Explore the material —
1 - In the psychotherapy text, what are the goals of therapy often broken down into?
2 - Pick up the psychotherapy text after its last sentence and keep writing.

Page text —
Posted by:   |  Feb 28, 2014

Psychotherapy assists clients increase their self awareness, teaches people about their issues and suggests coping mechanisms as well as new more effective ways to deal with their challenges. Psychotherapy process is rational and logical process that is driven by the goals that clients and therapist have defined, which ultimately designed to enhance clients’ well being.

The counseling process involves the counselor and client exploring together situations where the clients feel stuck, experiencing hurt, or is unhappy, with the purpose of improving their position. The therapy process starts in assessing the situation by understanding how clients’ lives are being affected by their problems. The psychotherapist, at that stage, evaluates how the clients view themselves, as well as how they view each other as well as other relevant people. Together, clients and counselor examine processes and patterns which are related to a clients concerns and develop new and more constructive ways to improve client’s situation or experience.
Most psychotherapy tends to focus on problem solving and is goal-oriented as well as solution focused. Through the guidance of the psychotherapist, the clients define the goals of the therapy and the specific changes they would like to make in their life and relationships. The goals will often be broken down into smaller attainable objectives. Based on that, psychotherapy treatment will focus on helping the clients moving the clients from where they are to where they want to be.

[Stored items from a collection]
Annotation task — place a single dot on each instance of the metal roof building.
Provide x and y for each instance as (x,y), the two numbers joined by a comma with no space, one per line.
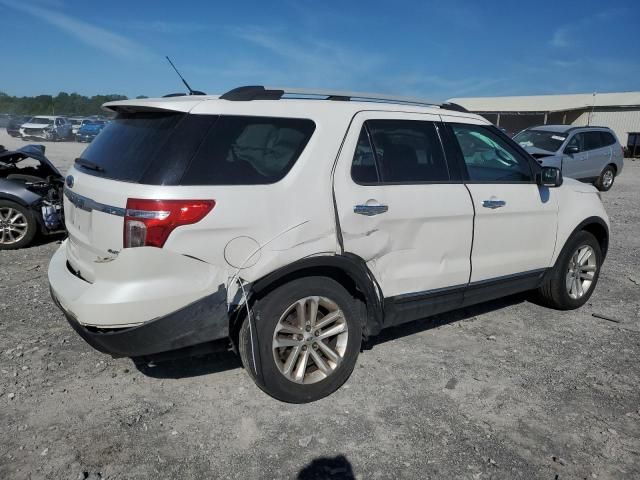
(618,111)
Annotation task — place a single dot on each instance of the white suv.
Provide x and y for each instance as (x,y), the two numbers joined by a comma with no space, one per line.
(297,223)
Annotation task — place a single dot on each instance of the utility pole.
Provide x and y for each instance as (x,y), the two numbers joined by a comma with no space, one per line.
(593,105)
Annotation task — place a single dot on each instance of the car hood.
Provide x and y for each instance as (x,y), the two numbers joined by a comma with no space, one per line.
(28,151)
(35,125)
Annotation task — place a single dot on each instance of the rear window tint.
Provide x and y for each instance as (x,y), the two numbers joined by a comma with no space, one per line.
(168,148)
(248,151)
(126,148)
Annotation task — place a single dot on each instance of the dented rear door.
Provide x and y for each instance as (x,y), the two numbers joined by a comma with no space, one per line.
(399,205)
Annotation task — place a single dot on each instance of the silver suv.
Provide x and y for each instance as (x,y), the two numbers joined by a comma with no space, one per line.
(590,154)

Answers per task —
1 - Smaller attainable objectives.

2 -
A key factor to successful psychotherapy is clients’ motivation to change and their level of personal responsibility. The greater the responsibility and motivation, the greater change and success can be achieved. Change means altering those aspects of clients’ life that aren’t working for them any longer, or are contributing to their problems or ongoing challenges. A successful therapy, also requires open mind, emotional energy, and commitment. Being ready to change necessitates being ready to explore new ideas and ultimately do work. It is most successful when the clients is willing and able to challenge their existing set of beliefs and willing to act in new ways.

The therapist serves as a catalyst to promote clients’ self-healing, emotional regulation and well-being. He serves as an educator, a coach, a guide, a supporter to help clients move toward their goals. After period of psycho education and training, the therapist gradually need to move the clients from theory to practicality; moving from the their mind to the field of reality; to the experiential domain. This growing process requires the clients to go through discomfort zone, a temporary period of healthy suffering and healthy frustration. Change is not effortless and requires the clients to feel uncomfortable. A good counselor understands each client’s experience and meet them where they are and gradually exposes them to situations to make the clients better. The view of the change process should be long term rather than short term or quick fix perspective. The main goal is to establish change that is sustainable over time rather than a temporarily.

Effective psychotherapy can be transformative and enhance quality of life and relationships. Counseling is used to improve psychological well-being. It is empowering, while fostering resiliency, optimism and responsibility to meet life’s challenges and at the same time promotes personal growth, development and joy.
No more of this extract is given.